*Reading passage:*
● ● ● ● ●

It’s now taken as a given that a large organization should have an executive responsible for data strategy, maintenance, policy, and stewardship. The way to use raw numbers and letters to mitigate risk and increase revenue isn’t just to inject big data algorithms into business intelligence. It’s to promote a culture of data, so that regular employees from operations to customer service can get comfortable using sophisticated data-driven tools in their everyday workplace interactions to cross-sell, upsell, and increase efficiency with ease.

These successes have led CDOs to a crossroads of sorts. According to Gartner, CDOs have become accountable, impactful change agents—but they haven’t touched their potential. Data and analytics leadership is a step in the right direction, but in the future, they will need to bring to its organization more than modest results and culture change: it will need to bring a vision of a new type of company.

Data reciprocity: using data responsibly and intelligently

Such a staggering amount of information can be analyzed only in its rawest form: numbers, letters, symbols. Yet these character strings represent something more: our essence as human beings—the people we talk to, the places we visit, the products we buy, the money we move.

People are comfortable giving their data to organizations because they increasingly trust that organizations use it to enhance their experience, whether it’s shopping, banking, or searching for information. Recent research has shown that 57 percent of large organizations use big data initiatives to launch new products and services, while nearly seven in ten use it to innovate and increase efficiency while decreasing costs. All told, over 80 percent of large business benefit in some way from these initiatives.

Data quality: it starts with systems

If data is an organization’s lifeblood, its most valuable asset, it must be of the highest quality: well cleaned, smartly stored, judiciously governed. From raw data to refined data, the process starts with systems: a hub that manages, unites and governs an organization’s master and application data. Without the proper architecture, data risks being incomplete, inaccurate, and irrelevant. These failures cost large organizations an average of $9.7 million per year—losses that scales up as the operation increases.

● ● ● ● ●

Stored items:

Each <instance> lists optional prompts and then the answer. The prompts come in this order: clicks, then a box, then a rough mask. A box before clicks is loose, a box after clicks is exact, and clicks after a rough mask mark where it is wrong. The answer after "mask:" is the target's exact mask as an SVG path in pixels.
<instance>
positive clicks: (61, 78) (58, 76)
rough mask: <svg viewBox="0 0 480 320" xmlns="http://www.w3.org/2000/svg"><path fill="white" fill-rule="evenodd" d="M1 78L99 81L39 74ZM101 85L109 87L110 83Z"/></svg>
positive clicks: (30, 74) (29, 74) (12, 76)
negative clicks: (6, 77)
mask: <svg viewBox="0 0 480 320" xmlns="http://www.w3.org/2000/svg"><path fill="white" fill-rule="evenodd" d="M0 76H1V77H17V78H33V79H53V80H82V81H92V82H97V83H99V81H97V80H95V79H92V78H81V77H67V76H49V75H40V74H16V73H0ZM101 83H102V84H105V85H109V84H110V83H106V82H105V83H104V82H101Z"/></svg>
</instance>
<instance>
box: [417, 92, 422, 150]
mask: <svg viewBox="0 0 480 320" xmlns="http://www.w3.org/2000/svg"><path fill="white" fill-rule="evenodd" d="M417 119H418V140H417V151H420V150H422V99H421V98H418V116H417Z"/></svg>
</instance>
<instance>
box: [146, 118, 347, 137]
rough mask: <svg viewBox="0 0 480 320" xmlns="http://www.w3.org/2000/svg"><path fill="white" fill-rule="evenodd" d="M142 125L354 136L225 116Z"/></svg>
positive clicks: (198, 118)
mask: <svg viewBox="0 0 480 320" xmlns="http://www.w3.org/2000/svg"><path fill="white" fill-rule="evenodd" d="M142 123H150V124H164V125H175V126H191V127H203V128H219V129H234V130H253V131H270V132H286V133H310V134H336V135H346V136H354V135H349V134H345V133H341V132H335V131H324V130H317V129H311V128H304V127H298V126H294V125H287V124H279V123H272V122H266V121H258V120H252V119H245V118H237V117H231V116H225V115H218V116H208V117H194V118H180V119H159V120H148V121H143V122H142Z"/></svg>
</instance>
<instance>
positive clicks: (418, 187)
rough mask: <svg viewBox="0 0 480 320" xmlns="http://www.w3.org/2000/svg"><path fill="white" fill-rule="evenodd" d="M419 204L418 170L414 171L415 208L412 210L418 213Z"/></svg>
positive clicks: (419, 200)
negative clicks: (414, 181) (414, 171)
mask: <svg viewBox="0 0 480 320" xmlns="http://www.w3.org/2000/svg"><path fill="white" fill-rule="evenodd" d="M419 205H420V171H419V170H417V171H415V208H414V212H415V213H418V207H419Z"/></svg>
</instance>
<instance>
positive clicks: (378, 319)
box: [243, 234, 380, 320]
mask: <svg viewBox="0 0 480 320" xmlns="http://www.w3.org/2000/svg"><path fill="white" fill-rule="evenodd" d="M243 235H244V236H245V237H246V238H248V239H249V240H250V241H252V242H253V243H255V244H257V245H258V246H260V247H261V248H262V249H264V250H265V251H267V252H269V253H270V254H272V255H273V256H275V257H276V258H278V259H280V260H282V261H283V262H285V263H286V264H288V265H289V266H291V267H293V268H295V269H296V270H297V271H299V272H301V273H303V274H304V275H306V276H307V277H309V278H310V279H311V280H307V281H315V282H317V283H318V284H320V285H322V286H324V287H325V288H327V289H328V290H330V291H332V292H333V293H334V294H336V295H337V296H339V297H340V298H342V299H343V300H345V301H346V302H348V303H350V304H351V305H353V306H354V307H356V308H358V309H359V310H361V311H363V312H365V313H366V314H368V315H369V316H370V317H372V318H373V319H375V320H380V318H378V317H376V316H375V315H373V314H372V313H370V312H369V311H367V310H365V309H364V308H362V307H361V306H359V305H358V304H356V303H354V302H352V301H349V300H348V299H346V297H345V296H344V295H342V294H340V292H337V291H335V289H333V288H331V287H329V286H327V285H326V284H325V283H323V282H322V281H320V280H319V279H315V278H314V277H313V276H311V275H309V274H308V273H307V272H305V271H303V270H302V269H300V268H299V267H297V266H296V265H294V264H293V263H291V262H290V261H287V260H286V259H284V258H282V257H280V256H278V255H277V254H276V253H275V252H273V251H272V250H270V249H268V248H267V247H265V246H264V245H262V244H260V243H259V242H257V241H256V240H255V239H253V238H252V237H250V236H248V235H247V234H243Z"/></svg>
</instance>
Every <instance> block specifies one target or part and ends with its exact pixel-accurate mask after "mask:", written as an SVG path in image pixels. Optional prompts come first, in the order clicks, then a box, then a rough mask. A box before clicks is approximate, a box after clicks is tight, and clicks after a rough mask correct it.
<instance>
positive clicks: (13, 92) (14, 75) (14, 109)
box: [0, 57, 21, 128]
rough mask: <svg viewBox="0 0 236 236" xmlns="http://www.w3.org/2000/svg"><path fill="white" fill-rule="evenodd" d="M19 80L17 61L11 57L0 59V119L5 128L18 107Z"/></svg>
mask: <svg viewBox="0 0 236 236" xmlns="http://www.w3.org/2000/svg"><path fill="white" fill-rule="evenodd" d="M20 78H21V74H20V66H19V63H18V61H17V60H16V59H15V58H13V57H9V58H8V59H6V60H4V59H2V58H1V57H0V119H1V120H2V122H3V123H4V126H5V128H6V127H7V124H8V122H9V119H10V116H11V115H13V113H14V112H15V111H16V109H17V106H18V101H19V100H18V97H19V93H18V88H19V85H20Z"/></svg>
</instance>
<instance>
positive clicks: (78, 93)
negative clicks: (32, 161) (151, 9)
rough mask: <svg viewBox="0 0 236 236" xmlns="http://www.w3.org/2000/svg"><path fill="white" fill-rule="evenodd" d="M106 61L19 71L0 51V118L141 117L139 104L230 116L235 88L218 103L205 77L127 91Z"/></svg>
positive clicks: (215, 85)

● ● ● ● ●

*Things to do:*
1. According to the passage on corporate data strategy, how much do data failures cost large organizations each year on average?
2. Continue the passage on corporate data strategy from its last sentence.

*Answers per task:*
1. An average of $9.7 million per year.

2.
Properly managed with collaborative data governance, however, data becomes consistent, uniform, accurate, and accountable across the organization. In today’s business world, data is deployed in sales, logistics, marketing and customer service, empowering non-technical users to solve problems—so long as they’re presented with the right information at the right time.

Getting data that far downstream happens only when the data and analytics projects have successfully progressed from descriptive to predictive to prescriptive. Business intelligence identifies a trend in a dataset, then builds models to understand future trends. The company shifts resources accordingly. Top to bottom, data runs the show.

The CDO rises with reality

Making this work requires a shrewd, coherent data and analytics strategy focused on unlocking value. Ultimately, that is the CDO’s task: to take an organization’s billions of disparate bytes and unify them to demonstrably achieve business objectives like growth, efficiency and increased revenue at lower cost.

With the early successes of CDOs, it’s easy to take the task for granted. Directly linking data to value would have been unthinkable not so long ago. In the mainframe era of the ’60s, ’70s, and ’80s, top technology employees held titles like electronic data processing manager, and the early days of the World Wide Web merely increased the popularity of the chief information officer, a position that leveraged the indispensability of software into a seat at the executive table.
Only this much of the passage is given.